--- START ---

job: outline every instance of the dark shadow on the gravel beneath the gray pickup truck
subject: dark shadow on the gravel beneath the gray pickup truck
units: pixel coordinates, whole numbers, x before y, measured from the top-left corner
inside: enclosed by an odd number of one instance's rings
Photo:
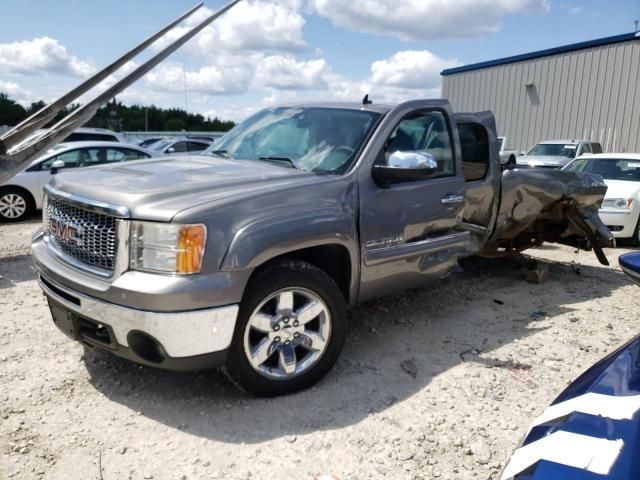
[[[84,362],[106,397],[192,435],[257,443],[343,428],[414,395],[461,362],[535,368],[495,350],[535,333],[542,328],[537,322],[571,311],[572,304],[628,284],[612,269],[581,268],[577,275],[570,265],[552,263],[551,278],[531,285],[513,260],[470,259],[464,273],[363,304],[351,312],[334,370],[317,387],[289,397],[255,399],[219,372],[164,372],[99,351],[87,351]]]

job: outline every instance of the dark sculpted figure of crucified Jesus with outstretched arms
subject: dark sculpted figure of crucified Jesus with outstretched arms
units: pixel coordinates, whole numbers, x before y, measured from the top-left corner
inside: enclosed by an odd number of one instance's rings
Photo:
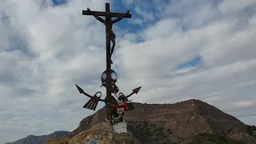
[[[89,7],[87,8],[87,11],[88,11],[90,14],[93,14],[94,17],[95,17],[99,22],[102,22],[105,26],[107,25],[107,24],[106,24],[106,21],[105,21],[103,18],[99,17],[98,15],[92,13],[92,12],[90,11],[90,8],[89,8]],[[111,60],[111,57],[112,57],[112,54],[113,54],[113,52],[114,52],[114,46],[115,46],[115,34],[114,34],[113,30],[112,30],[112,26],[113,26],[113,24],[114,24],[115,22],[121,21],[122,18],[126,17],[127,14],[130,14],[130,10],[128,10],[126,14],[123,14],[122,16],[120,16],[120,17],[114,19],[113,21],[110,21],[110,23],[109,23],[109,25],[110,25],[110,33],[107,35],[107,37],[109,37],[109,38],[110,38],[110,41],[112,42],[112,48],[111,48],[111,52],[110,52],[110,62],[111,62],[111,64],[113,64],[113,62],[112,62],[112,60]]]

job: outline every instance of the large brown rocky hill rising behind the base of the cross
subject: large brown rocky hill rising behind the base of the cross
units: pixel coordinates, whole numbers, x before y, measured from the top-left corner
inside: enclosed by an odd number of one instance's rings
[[[255,144],[254,126],[247,126],[237,118],[199,100],[175,104],[134,103],[135,110],[127,111],[128,131],[143,143],[248,143]],[[82,119],[69,138],[104,122],[104,108]],[[209,139],[210,138],[210,139]],[[51,138],[54,140],[54,138]],[[56,140],[56,138],[55,138]],[[238,140],[238,141],[236,141]],[[57,142],[57,141],[54,141]]]

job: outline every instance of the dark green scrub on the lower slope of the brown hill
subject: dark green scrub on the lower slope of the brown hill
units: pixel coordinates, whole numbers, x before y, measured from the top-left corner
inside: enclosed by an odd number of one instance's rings
[[[178,142],[172,142],[171,137],[165,134],[161,125],[151,122],[128,122],[127,127],[134,137],[143,144],[245,144],[242,141],[230,139],[225,136],[207,133],[198,134],[188,139],[176,137],[175,139]],[[171,130],[167,129],[167,132],[170,134]]]

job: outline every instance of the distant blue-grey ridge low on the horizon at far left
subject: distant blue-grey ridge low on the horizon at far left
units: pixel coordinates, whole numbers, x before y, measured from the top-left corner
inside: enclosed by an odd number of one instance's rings
[[[16,142],[8,142],[6,144],[44,144],[49,138],[69,136],[69,131],[55,131],[53,134],[34,136],[29,135],[26,138],[19,139]]]

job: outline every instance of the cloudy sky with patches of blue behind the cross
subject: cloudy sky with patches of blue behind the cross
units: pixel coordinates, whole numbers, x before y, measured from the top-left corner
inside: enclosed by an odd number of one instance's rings
[[[114,26],[114,70],[133,102],[191,98],[256,125],[254,0],[0,1],[0,143],[74,130],[105,94],[105,27],[82,10],[126,13]],[[103,96],[104,98],[104,96]],[[99,104],[100,109],[103,104]]]

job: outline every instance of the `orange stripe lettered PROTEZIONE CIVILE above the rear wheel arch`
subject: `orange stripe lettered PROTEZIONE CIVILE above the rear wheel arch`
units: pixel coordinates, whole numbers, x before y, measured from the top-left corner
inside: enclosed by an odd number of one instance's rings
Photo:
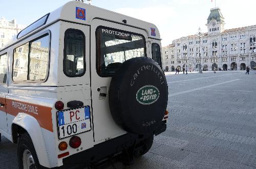
[[[42,128],[53,132],[51,111],[52,107],[6,99],[6,112],[8,114],[17,116],[19,112],[24,112],[33,116]]]

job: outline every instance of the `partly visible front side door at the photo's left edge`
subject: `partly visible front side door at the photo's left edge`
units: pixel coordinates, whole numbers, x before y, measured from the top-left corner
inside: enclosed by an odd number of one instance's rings
[[[7,115],[6,115],[6,95],[8,94],[7,88],[7,53],[0,54],[0,129],[8,133],[7,128]]]

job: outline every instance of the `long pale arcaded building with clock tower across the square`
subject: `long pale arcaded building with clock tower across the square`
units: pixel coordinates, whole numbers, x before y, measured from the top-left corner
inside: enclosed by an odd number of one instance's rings
[[[224,17],[219,8],[210,10],[207,19],[208,32],[182,37],[162,48],[162,63],[165,71],[245,70],[256,69],[256,25],[224,29]]]

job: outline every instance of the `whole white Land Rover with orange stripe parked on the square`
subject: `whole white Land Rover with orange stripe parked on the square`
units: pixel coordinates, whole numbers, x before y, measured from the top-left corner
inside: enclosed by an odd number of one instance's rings
[[[166,129],[157,27],[67,3],[0,49],[0,133],[19,168],[129,163]]]

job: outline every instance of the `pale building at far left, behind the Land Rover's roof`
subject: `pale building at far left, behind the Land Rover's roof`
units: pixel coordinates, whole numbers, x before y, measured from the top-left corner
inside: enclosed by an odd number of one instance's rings
[[[25,27],[25,25],[17,24],[16,19],[8,21],[4,17],[0,18],[0,47],[7,44]]]

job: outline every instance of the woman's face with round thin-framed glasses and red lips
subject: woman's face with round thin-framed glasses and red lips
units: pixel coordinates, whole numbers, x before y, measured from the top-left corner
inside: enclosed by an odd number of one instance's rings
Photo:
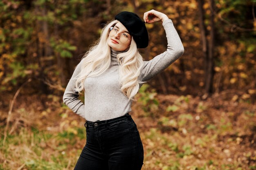
[[[130,46],[132,36],[121,22],[113,27],[108,35],[108,45],[115,51],[125,51]]]

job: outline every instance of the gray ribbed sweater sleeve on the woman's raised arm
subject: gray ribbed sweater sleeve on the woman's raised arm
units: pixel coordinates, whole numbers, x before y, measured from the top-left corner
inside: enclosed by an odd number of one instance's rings
[[[167,50],[164,53],[155,56],[152,60],[144,61],[141,68],[139,79],[141,81],[148,81],[152,79],[158,73],[164,71],[175,60],[177,60],[183,53],[184,47],[180,40],[180,37],[173,26],[171,19],[164,20],[162,23],[166,32],[167,38]]]

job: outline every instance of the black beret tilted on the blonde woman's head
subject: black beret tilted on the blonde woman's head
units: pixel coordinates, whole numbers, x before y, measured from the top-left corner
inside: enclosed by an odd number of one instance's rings
[[[146,25],[136,13],[123,11],[115,16],[115,20],[119,20],[126,27],[135,40],[137,48],[143,49],[148,46]]]

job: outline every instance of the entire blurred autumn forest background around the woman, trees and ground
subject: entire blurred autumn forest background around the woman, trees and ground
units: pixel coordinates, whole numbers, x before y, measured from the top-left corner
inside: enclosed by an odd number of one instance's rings
[[[256,0],[0,0],[0,170],[70,170],[85,120],[63,104],[74,67],[120,11],[173,21],[184,55],[131,115],[144,170],[256,170]],[[146,24],[145,60],[166,50]],[[83,96],[81,96],[83,101]]]

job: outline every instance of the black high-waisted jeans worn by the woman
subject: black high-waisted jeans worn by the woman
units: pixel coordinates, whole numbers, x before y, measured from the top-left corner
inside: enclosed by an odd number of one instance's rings
[[[131,115],[86,121],[86,144],[74,170],[141,170],[144,150]]]

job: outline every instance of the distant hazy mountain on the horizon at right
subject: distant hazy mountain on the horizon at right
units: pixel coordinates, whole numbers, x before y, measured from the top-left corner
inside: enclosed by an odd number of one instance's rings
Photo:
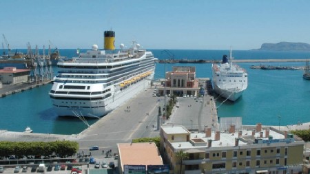
[[[259,49],[261,51],[305,51],[310,52],[310,45],[308,43],[263,43]]]

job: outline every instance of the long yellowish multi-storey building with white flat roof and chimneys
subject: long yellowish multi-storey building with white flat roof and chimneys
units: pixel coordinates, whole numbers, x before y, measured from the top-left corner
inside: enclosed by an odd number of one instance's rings
[[[181,173],[271,173],[302,171],[304,142],[272,127],[191,133],[183,126],[161,127],[161,154],[173,173],[180,173],[179,151],[187,153]]]

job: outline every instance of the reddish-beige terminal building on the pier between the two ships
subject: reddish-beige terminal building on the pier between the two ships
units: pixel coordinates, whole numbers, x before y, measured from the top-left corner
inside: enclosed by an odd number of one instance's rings
[[[172,67],[166,72],[165,85],[157,87],[159,95],[198,96],[199,82],[196,79],[196,67]]]

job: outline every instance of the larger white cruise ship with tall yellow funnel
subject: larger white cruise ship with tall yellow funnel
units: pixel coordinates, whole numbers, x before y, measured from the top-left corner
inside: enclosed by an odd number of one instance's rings
[[[92,50],[70,60],[59,60],[50,98],[58,116],[102,117],[143,91],[154,77],[152,52],[140,49],[114,50],[113,31],[105,31],[104,50]]]

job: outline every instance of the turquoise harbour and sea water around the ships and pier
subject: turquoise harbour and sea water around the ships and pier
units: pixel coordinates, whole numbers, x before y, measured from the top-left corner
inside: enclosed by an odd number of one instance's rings
[[[162,50],[152,50],[157,58],[171,58]],[[170,50],[174,58],[208,58],[220,59],[227,50]],[[75,50],[61,50],[61,56],[74,56]],[[309,58],[310,52],[258,52],[234,51],[233,56],[238,59],[257,58]],[[264,65],[303,66],[304,63],[262,63]],[[303,80],[301,70],[262,70],[250,69],[251,65],[260,63],[239,63],[249,74],[249,86],[242,94],[242,98],[235,103],[225,102],[218,108],[218,116],[242,117],[243,124],[297,124],[310,122],[310,80]],[[197,77],[211,77],[211,64],[166,64],[166,70],[172,66],[196,66]],[[56,67],[54,67],[56,72]],[[156,65],[155,78],[163,78],[164,64]],[[9,131],[23,131],[31,127],[38,133],[79,133],[86,129],[86,125],[78,118],[59,118],[52,109],[52,102],[48,96],[51,84],[34,88],[22,93],[0,98],[1,122],[0,129]],[[220,105],[223,100],[218,100]],[[92,124],[97,119],[88,119]]]

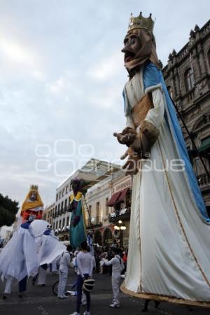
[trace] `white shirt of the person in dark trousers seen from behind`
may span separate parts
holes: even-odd
[[[92,276],[92,255],[90,253],[83,253],[80,251],[76,256],[77,262],[77,274],[84,276],[84,274],[89,274]]]

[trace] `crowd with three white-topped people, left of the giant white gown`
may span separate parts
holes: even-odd
[[[73,252],[72,249],[72,246],[68,245],[61,257],[57,258],[57,266],[59,265],[57,297],[59,299],[67,297],[65,288],[68,268],[73,267],[77,274],[76,283],[73,285],[77,292],[76,311],[71,315],[79,314],[80,304],[87,305],[84,314],[90,315],[90,292],[94,286],[93,272],[111,275],[113,300],[110,307],[120,307],[120,277],[125,276],[126,272],[127,248],[120,248],[116,242],[113,242],[111,246],[96,246],[92,255],[91,248],[85,241],[80,248],[76,248],[76,251]]]

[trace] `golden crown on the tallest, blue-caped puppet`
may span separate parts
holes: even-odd
[[[127,31],[131,31],[132,29],[148,29],[149,31],[153,31],[155,22],[152,20],[151,17],[152,14],[150,14],[148,18],[144,18],[144,16],[142,16],[142,12],[140,12],[139,16],[137,16],[137,18],[134,18],[131,13]]]

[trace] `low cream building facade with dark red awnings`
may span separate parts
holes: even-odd
[[[131,186],[131,177],[119,170],[88,190],[86,227],[94,233],[94,243],[109,246],[116,240],[119,245],[128,245]],[[123,230],[116,230],[119,221]]]

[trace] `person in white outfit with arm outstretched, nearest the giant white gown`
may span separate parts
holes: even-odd
[[[120,274],[125,267],[123,259],[119,255],[119,248],[113,247],[112,252],[114,257],[111,260],[106,260],[103,258],[104,264],[106,266],[112,265],[111,285],[113,291],[113,301],[109,306],[120,307]]]

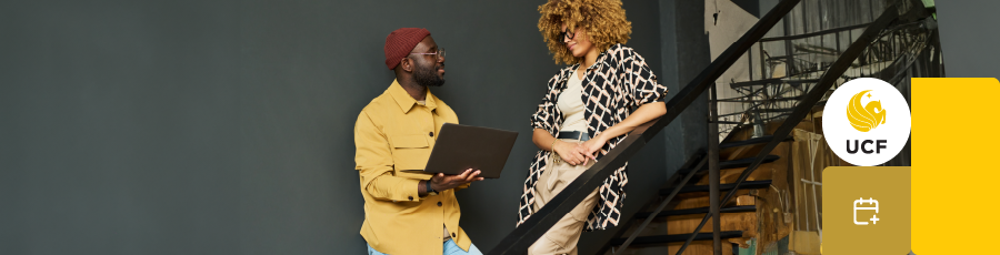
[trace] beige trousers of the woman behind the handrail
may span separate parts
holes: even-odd
[[[563,140],[577,143],[576,140]],[[570,165],[564,161],[558,163],[549,162],[549,166],[538,183],[534,184],[534,210],[538,211],[546,205],[552,197],[566,188],[577,176],[593,165],[593,160],[587,162],[587,165]],[[552,228],[538,238],[531,247],[528,248],[529,255],[548,255],[548,254],[577,254],[577,242],[580,241],[580,234],[583,233],[583,225],[587,223],[587,216],[593,206],[597,205],[598,188],[594,188],[587,198],[583,198],[577,207],[570,213],[562,216]]]

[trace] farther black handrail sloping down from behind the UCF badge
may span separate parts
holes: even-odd
[[[750,166],[743,170],[743,172],[740,174],[740,177],[737,178],[734,183],[737,186],[746,181],[747,177],[750,176],[750,173],[752,173],[753,170],[760,166],[760,164],[763,162],[763,157],[767,156],[768,153],[770,153],[772,150],[774,150],[774,147],[778,146],[779,143],[781,143],[781,140],[788,136],[796,128],[796,125],[798,125],[799,122],[802,121],[810,111],[812,111],[812,105],[816,105],[816,103],[818,103],[823,98],[827,91],[829,91],[830,88],[832,88],[837,82],[837,79],[840,78],[840,74],[842,74],[851,67],[851,63],[861,55],[861,53],[864,51],[864,48],[871,44],[872,40],[878,37],[879,32],[893,22],[898,21],[898,18],[901,14],[900,11],[907,11],[906,14],[908,16],[917,16],[913,13],[914,9],[908,8],[910,7],[910,4],[912,3],[908,4],[907,0],[902,0],[886,9],[886,11],[883,11],[882,14],[879,16],[879,18],[874,22],[872,22],[863,33],[861,33],[858,40],[856,40],[853,43],[851,43],[850,47],[848,47],[843,54],[841,54],[841,57],[837,59],[836,62],[833,62],[830,69],[828,69],[823,73],[823,75],[820,78],[820,81],[809,92],[809,94],[807,94],[806,98],[799,102],[799,106],[797,106],[796,110],[791,114],[789,114],[784,123],[782,123],[781,126],[779,126],[778,130],[774,131],[774,139],[768,142],[768,144],[760,150],[757,157],[754,157],[753,163],[751,163]],[[738,190],[732,190],[727,193],[721,203],[724,204],[729,202],[729,200],[731,200],[736,195],[737,191]],[[678,255],[683,254],[684,249],[688,247],[688,245],[691,244],[692,241],[694,241],[697,234],[701,232],[701,228],[704,227],[704,224],[708,223],[708,220],[711,216],[711,214],[706,214],[704,217],[702,217],[701,223],[698,224],[698,227],[696,227],[693,231],[694,234],[691,234],[691,236],[689,236],[684,242],[683,246],[681,246],[677,252]]]

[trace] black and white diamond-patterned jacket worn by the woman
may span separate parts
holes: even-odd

--- END ---

• **TASK PROMPT**
Give back exactly the lines of the listing above that run from the line with "job: outline every instance of the larger" to the line with "job: outline every instance of the turquoise", inclusive.

• **ANSWER BOX**
job: outline every instance of the larger white cruise ship with tall yellow funnel
subject: larger white cruise ship with tall yellow funnel
units: pixel coordinates, whole numbers, x before y, measured from the top-left corner
inside: enclosed by an odd number of one instance's rings
[[[92,50],[70,60],[59,60],[50,98],[58,116],[102,117],[143,91],[154,77],[152,52],[140,49],[114,50],[113,31],[105,31],[104,50]]]

job: outline every instance of the turquoise harbour and sea water around the ships and pier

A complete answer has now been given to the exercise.